PROBLEM TO SOLVE:
The records below must be transcribed exactly. Do not include the pictures.

Point localization data:

□ □ □ □ □

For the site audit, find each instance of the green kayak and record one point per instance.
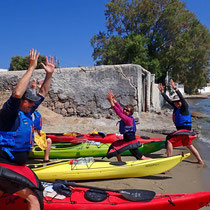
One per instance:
(89, 149)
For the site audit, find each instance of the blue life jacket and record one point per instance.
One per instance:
(127, 129)
(37, 120)
(21, 139)
(180, 120)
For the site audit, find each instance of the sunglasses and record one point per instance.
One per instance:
(126, 110)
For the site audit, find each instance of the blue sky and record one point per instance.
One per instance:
(61, 28)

□ □ □ □ □

EXERCISE RESPONSE:
For the site audit, find each instance of the green kayak and record one point per instance.
One per instance:
(89, 149)
For the site audit, find each instance of the blue life jacket and record one point per instance.
One per instance:
(127, 129)
(37, 120)
(21, 139)
(180, 120)
For the site audit, find each instance of the sunglasses and record one point per instance.
One per instance:
(126, 110)
For the site audit, find each instance of the blue sky and record one point per instance.
One per instance:
(61, 28)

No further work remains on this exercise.